Bacaan:
------------------------------------------------------------

Bangga Indonesia, Surabaya – “Perjalanan Keilmuan tidak boleh berhenti sekalipun Pandemi Covid 19 dan tidak boleh terjadi stagnasi metodologi.” kata Prof. Amin Abdullah.
Sabtu, 20 Maret 2021 Pascasarjana IAI Tribakti Lirboyo mengadakan webinar Bedah Buku Baru Prof Amin Abdullah dengan judul “Multidisiplin, Interdisiplin, dan Transdisiplin: Metode Studi Agama dan Studi Islam di Era Kontemporer”. “ Ini bedah buku yang ke-26 dan Buku ini dalam 3 bulan sudah tiga kali cetak.” Lanjut beliau. Acara dibuka dengan welcome speech Dr.H Abbas Shofwan MF.LLM Direktur Pascasarjana IAI Tribakti Lirboyo Kediri, sebagai Moderator Kaprodi S-2 PGMI Marita Lailia Rahman, M.Pd.I
Di tengah dunia yang berubah cepat dengan tantangan serta krisis semakin kompleks, kajian akademik ilmu-ilmu sosial dan humaniora seharusnya juga berubah dan beradaptasi secara tepat. Merespon akan hal tersebut, Prof. Dr. M. H. Amin Abdullah melahirkan karya buku baru berjudul: “Multidisiplin, Interdisiplin, dan Transdisiplin: Metode Studi Agama dan Studi Islam di Era Kontemporer”.

------------------------------------------------------------

[Data penunjukan berdasarkan ekspresi rujukan]
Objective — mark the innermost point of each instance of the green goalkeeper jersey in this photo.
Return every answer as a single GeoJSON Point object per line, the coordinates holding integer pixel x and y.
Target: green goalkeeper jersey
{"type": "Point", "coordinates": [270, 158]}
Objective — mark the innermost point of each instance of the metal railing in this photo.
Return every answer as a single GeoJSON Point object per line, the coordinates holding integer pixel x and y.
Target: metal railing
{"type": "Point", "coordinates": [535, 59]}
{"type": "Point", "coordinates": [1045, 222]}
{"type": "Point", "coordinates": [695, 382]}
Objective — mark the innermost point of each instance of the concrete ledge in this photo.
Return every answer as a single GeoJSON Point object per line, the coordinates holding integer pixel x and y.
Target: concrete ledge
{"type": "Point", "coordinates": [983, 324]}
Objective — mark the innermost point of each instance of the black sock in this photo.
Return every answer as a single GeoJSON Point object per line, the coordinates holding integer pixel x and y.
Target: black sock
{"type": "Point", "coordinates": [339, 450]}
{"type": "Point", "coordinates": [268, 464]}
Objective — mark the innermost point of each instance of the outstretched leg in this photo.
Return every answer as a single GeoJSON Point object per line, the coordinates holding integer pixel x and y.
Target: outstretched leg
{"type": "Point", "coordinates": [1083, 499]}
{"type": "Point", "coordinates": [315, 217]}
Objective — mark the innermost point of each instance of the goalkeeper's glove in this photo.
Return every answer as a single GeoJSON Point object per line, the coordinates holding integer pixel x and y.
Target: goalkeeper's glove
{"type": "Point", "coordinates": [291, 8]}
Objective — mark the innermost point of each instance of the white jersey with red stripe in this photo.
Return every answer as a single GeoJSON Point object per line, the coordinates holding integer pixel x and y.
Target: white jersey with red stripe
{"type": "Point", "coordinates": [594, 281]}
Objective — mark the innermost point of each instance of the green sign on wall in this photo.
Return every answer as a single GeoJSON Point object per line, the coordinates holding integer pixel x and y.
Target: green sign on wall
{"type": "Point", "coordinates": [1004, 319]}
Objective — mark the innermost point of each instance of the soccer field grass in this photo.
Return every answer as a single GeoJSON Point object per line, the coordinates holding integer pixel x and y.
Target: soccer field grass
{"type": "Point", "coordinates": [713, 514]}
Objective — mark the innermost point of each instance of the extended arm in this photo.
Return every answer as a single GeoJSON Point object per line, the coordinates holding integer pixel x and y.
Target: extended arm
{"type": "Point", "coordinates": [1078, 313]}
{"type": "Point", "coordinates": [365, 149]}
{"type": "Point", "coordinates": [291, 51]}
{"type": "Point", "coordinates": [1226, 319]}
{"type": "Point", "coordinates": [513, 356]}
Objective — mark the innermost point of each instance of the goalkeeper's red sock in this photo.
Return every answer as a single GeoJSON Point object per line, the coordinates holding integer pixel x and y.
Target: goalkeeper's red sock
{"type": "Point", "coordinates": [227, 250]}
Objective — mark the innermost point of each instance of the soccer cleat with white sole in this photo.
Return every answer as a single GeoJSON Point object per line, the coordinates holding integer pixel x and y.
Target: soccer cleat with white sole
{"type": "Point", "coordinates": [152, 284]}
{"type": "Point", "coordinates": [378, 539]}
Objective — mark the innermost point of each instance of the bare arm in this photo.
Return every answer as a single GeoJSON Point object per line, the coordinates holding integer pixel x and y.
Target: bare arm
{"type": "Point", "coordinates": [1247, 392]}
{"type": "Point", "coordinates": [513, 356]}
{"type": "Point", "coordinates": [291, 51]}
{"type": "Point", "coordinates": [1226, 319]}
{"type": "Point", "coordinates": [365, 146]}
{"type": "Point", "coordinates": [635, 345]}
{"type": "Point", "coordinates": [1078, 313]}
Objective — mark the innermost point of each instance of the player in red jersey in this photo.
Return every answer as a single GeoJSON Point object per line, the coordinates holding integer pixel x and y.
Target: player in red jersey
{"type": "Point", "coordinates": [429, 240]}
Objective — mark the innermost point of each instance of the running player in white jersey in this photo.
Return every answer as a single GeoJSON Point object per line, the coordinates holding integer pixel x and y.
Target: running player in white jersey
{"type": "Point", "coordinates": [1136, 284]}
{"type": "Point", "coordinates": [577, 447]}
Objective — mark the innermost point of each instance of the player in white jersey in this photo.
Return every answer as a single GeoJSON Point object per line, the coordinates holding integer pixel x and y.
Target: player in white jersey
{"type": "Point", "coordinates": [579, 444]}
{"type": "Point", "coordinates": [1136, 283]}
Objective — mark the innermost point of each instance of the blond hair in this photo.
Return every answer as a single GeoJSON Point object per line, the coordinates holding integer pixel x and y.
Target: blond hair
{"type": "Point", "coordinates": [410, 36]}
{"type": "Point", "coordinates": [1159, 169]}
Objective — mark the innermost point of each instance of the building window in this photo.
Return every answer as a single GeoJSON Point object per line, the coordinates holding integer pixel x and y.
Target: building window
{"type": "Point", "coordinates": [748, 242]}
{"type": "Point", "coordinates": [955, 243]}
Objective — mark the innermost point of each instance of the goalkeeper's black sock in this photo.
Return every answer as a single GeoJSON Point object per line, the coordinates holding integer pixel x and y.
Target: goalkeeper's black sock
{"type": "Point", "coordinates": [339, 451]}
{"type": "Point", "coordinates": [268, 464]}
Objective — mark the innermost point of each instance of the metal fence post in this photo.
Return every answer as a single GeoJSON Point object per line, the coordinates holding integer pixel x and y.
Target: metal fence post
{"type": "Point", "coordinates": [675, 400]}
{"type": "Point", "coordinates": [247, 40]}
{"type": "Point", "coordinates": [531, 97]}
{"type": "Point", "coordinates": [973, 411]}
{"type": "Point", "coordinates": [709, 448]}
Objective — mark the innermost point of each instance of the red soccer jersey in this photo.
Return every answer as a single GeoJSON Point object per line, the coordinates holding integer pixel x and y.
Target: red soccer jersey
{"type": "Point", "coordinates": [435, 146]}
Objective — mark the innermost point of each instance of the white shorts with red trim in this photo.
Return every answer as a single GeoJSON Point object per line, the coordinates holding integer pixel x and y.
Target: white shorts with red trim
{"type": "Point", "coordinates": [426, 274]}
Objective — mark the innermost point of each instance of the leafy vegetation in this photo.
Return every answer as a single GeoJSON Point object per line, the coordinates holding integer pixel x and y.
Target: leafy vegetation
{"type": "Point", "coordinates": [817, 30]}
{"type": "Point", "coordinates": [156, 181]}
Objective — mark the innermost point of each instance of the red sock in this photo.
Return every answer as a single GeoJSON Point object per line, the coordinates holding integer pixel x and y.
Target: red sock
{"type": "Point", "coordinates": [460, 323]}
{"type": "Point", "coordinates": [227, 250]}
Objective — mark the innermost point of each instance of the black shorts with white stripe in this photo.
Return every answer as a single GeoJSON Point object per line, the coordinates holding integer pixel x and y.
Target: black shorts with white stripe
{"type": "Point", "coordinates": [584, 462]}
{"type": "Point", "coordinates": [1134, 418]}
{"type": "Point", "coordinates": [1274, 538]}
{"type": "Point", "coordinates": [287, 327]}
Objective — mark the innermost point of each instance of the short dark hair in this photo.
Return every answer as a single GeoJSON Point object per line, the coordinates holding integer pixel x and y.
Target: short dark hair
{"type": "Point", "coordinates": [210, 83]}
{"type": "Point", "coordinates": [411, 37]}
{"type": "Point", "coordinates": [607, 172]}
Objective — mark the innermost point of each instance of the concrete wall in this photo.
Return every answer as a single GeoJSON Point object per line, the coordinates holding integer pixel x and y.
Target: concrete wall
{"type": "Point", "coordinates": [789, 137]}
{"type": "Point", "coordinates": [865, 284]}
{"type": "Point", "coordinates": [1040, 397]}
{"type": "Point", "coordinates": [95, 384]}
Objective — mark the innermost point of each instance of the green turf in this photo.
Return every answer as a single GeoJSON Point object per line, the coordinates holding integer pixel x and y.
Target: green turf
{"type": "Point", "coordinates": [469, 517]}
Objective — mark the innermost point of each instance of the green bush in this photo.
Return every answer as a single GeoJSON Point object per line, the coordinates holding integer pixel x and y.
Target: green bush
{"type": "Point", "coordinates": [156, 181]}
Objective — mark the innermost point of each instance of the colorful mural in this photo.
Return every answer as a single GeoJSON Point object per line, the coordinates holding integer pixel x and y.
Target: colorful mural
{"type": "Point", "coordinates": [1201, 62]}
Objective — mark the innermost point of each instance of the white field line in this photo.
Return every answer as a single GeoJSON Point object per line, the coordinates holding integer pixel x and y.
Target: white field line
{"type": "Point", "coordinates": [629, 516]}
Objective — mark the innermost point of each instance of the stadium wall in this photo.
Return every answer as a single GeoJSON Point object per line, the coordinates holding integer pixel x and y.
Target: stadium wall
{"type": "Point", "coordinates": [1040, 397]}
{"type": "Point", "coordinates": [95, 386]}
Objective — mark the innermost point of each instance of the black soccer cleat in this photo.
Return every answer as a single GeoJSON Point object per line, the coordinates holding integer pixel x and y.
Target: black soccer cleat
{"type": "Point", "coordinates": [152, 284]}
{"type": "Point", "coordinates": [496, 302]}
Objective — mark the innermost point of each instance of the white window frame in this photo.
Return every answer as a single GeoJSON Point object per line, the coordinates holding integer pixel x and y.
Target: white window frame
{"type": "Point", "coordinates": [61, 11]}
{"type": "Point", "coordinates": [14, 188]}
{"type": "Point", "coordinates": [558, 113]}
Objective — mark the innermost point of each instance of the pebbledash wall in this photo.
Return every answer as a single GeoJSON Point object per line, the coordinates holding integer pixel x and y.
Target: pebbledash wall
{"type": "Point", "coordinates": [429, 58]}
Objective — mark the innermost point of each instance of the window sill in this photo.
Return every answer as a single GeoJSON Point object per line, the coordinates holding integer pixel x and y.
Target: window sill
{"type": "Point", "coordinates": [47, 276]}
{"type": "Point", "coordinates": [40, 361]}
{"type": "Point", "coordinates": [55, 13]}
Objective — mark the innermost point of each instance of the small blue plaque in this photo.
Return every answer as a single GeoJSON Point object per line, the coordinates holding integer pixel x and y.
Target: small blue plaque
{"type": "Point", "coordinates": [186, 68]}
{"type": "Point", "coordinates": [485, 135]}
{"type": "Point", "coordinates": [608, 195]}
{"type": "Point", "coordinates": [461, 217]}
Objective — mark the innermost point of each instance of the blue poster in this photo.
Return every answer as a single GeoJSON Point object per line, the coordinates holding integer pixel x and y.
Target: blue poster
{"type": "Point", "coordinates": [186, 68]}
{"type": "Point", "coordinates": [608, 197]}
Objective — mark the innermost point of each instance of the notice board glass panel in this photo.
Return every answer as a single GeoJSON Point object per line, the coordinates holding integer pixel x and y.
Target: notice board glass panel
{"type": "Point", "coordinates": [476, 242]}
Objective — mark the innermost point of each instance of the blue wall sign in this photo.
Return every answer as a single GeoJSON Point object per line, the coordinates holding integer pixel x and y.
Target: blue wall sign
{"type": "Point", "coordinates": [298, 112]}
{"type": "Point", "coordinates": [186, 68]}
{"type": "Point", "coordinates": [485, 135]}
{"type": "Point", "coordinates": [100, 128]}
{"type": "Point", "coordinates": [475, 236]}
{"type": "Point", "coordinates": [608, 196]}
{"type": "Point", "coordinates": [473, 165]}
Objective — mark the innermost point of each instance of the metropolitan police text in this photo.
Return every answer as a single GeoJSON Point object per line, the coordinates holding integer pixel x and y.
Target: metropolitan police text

------------------------------------------------------------

Soal dan Tugas:
(A) Dalam bacaan tentang bedah buku Prof. Amin Abdullah, lembaga apa yang mengadakan webinar pada Sabtu, 20 Maret 2021?
(B) Tuliskan lanjutan bacaan tentang bedah buku Prof. Amin Abdullah, dimulai sesudah kalimat terakhirnya.

Hasil yang Diharapkan:
(A) Pascasarjana IAI Tribakti Lirboyo.

(B)
Perguruan tinggi, terutama Perguruan Tinggi Islam memiliki kecenderungan untuk melakukan kompartementalisasi disiplin ilmu. Antar disiplin ilmu membentuk dinding pemisah. Ketika hal ini masuk ke studi agama, khususnya Islam, ini akan menjadi tantangan yang berat.
Amin Abdullah bertanya secara teoretis, “Apakah tidak bisa ketemu antara satu ilmu dengan ilmu yang lain? Apakah Kemendikbud dengan Kemenag tidak bisa bertemu?”. Dari pertanyaan tersebut, maka muncullah kegelisahan dalam diri Amin Abdullah. Ia kemudian mencurahkan kegelisahan ini dalam berbagai tulisannya sejak awal tahun 2000an.
Pada tahun 2019, Kementerian Agama menganggap bahwa hal ini menjadi penting sehingga Kemenag menerbitkan buku pedoman tentang integrasi-interkoneksi. “Maka, ketika Kemenag menangkap itu, kemasannya saya rubah menjadi inter, trans, dan multidisiplin,” imbuhnya.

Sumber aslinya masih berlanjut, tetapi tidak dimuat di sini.